◆ Text segment
--

Art can make you a better person. And Kumudini Lakhia is proof of it.
One of the most gifted and influential Indian choreographers, she brought about a radical shift in Kathak’s vocabulary and repertoire, but never lost her humility and sense of humour in the process.
On May 17, she turned 90. Amidst answering calls from her disciples, admirers, friends and family, she spoke as passionately as she always does, about her nearly eight-decade bonding with the art that continues to define her life. “You know when I began teaching in my husband’s garage, we would keep moving the tyres around to make space. It didn’t annoy me; instead, I felt it was a challenge to dance there,” she laughs.
From a mundane automobile workshop to prosceniums across the globe, Kumudini learnt how to maximise the impact of every move and moment.
As a dancer, she went beyond the self and made performances a collaborative effort involving artistes (she has shared the stage with Ram Gopal and Pt. Birju Maharaj), audience, space, costume, lights and music.
As a choreographer, she transformed into a fearless experimenter, redesigning Kathak’s landscape by challenging the conventional notions of storytelling. She reinterpreted the traditional technique, created for solos, through her ground-breaking ensemble works. From sensual swirls and fluid leaps to expansive lines and sharp formations, her movement language is both thought-provoking and visually thrilling.
Thus, the veteran has shown subsequent generations how to push boundaries aesthetically.
“Intimacy and connect are the essence of art, not distancing, which has become a must in a world with COVID-19. Yet there is no need to panic or be distressed. Patience, the core of classical arts’ training, is the need of the hour. The digital medium may be great for business, but the beauty of art is in live performances. We need to deal with the pandemic in a peaceful manner. Don’t be in a hurry to establish a ‘new normal’,” says Kumudini.

--

◆ Raw data

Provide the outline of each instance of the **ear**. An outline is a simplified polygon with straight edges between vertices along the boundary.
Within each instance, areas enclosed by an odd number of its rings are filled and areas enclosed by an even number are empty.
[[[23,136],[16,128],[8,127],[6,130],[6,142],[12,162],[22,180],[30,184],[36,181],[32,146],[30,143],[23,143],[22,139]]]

--

◆ Your goal
Reproduce the passage of the Kumudini Lakhia profile starting with "One of the most" and going on through "in the process.", word for word.

◆ Answer for the task
One of the most gifted and influential Indian choreographers, she brought about a radical shift in Kathak’s vocabulary and repertoire, but never lost her humility and sense of humour in the process.